**REQUIRED ACTION A:**
Please translate this sentence from the Rickettsia extract into Spanish: "One such pathogen, Rickettsia conorii, is transmitted to humans through tick bites, and causes Mediterranean spotted fever."
**REQUIRED ACTION B:**
Carry on the Rickettsia extract from its last sentence.

**EXTRACT:**
● ● ● ●
Bacterial pathogens have a cunning way of moving about inside the cells they infect — they harness components of the host's cytoskeletal machinery, in particular, the protein actin.

One such pathogen, Rickettsia conorii, is transmitted to humans through tick bites, and causes Mediterranean spotted fever. This bacterium assembles an elaborate ‘tail’ made of actin filaments to propel itself through the cytoplasm of the infected host cell and to invade neighbouring cells. Rickettsia tails consist of parallel, unbranched filaments that closely resemble those present in thread-like cellular projections called filopodia.

Elsewhere in this issue, Pascale Cossart and colleagues shed light on the molecular mechanism that generates Rickettsia tails (E. Gouin et al. Nature 427, 457–461; 2004). The authors had previously identified a Rickettsia protein, RickA, that is structurally similar to members of the WASP family found in higher organisms. WASPs are potent activators of the Arp2/3 complex, which nucleates actin filaments.
● ● ● ●
**DATA FOR ANALYSIS:**
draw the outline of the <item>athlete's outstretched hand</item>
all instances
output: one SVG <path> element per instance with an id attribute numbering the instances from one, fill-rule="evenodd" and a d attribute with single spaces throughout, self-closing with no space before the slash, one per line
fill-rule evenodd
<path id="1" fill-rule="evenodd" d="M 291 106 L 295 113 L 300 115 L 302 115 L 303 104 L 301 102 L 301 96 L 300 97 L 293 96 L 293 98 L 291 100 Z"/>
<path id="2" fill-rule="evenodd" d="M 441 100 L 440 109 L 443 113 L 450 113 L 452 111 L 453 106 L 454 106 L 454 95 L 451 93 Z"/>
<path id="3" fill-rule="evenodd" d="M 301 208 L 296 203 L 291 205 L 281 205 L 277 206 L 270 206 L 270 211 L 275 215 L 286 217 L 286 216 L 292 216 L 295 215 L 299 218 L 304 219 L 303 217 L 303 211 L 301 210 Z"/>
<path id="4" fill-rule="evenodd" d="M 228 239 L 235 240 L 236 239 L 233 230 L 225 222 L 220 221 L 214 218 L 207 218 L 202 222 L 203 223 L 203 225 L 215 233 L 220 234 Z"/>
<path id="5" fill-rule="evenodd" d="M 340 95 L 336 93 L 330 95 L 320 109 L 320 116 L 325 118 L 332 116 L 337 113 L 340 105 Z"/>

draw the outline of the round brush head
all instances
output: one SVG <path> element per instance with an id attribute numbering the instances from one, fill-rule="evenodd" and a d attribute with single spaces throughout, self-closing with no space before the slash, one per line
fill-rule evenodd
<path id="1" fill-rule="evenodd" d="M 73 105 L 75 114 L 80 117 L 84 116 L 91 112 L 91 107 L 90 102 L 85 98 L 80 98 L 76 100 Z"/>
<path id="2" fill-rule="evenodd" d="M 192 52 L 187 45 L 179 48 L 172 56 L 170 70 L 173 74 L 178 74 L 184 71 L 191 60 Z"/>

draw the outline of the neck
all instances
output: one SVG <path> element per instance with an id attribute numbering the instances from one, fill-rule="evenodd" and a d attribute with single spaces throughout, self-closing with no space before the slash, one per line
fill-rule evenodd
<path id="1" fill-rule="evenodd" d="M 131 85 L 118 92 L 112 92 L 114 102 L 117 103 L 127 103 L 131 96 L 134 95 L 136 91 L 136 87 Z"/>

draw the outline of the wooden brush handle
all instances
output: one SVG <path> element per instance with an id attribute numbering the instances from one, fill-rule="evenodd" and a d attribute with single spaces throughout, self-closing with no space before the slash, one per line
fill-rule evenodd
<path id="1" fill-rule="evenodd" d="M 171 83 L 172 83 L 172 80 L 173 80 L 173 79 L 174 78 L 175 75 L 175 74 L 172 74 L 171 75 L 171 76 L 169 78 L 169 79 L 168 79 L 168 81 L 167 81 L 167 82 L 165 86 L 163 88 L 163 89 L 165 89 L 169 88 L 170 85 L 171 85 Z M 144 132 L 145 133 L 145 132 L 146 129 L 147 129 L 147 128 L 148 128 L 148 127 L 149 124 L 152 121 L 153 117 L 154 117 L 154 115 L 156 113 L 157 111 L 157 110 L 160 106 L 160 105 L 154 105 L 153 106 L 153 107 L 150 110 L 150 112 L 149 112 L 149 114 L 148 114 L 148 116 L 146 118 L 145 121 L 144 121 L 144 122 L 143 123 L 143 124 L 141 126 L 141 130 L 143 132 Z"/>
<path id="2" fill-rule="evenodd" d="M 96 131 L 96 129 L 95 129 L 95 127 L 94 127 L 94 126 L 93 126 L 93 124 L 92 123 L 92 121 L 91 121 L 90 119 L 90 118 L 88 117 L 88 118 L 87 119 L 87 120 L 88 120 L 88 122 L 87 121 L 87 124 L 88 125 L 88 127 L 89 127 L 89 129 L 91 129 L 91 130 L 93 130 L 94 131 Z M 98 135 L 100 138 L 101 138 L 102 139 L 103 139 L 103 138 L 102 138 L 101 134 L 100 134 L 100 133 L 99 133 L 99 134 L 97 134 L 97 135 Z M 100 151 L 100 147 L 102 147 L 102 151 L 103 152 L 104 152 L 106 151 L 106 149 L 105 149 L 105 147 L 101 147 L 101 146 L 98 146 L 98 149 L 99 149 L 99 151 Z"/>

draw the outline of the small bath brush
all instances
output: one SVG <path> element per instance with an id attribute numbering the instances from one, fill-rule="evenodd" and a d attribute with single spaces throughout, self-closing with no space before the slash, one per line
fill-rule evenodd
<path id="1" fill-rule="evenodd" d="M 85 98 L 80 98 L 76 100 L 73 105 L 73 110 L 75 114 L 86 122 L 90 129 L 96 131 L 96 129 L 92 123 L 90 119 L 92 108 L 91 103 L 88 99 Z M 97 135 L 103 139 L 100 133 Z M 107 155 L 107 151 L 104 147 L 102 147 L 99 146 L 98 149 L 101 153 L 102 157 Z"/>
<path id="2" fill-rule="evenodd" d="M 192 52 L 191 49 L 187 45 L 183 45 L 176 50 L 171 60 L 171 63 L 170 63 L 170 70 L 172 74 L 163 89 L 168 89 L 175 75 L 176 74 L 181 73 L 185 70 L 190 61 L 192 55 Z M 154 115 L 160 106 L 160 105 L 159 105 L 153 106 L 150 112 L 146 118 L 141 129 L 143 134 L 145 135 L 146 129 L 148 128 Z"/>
● ● ● ●
**WRITTEN RESPONSE A:**
Uno de estos patógenos, Rickettsia conorii, se transmite a los humanos mediante picaduras de garrapata y causa la fiebre botonosa mediterránea.

**WRITTEN RESPONSE B:**
In the latest development, Cossart's group has found that RickA occurs on the bacterial surface, where actin filaments are generated. Using an in vitro actin polymerization assay, they go on to show that although RickA on its own cannot form actin filaments, it can activate the Arp2/3 complex — thereby stimulating actin polymerization. They extend these studies to show that Rickettsia uses the Arp2/3 complex in vivo to form actin tails, and that RickA can induce the formation of filopodium-like projections when it is targeted to the plasma membrane. So future work on Rickettsia motility might help to clarify the poorly understood process of filopodium formation.

Rickettsia actin tails are very different to those created by another pathogen, Listeria monocytogenes, which consist of shorter, highly branched arrays of actin filaments. Nevertheless, the Listeria tails are also formed by the Arp2/3 complex, which the bacterium recruits from the host cell using the surface protein ActA. So pathogens may have evolved different ways to induce actin polymerization using the same effector, the Arp2/3 complex.